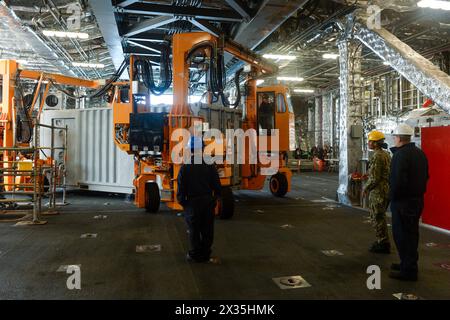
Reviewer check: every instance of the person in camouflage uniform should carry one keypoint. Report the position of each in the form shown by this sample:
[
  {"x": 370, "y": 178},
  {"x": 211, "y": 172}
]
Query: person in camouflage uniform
[{"x": 377, "y": 187}]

◆ ◆ ◆

* [INSTRUCTION] Update the records by replacing every "camouflage uniform" with "green jacket" and keeping everything else the same. Leave the pictures out of your answer.

* [OUTPUT BELOW]
Reviewer check: every instance of the person in green jacket should carry one keypoint. Report the position of each in the form shown by this sample:
[
  {"x": 370, "y": 178},
  {"x": 211, "y": 172}
]
Query: person in green jacket
[{"x": 377, "y": 187}]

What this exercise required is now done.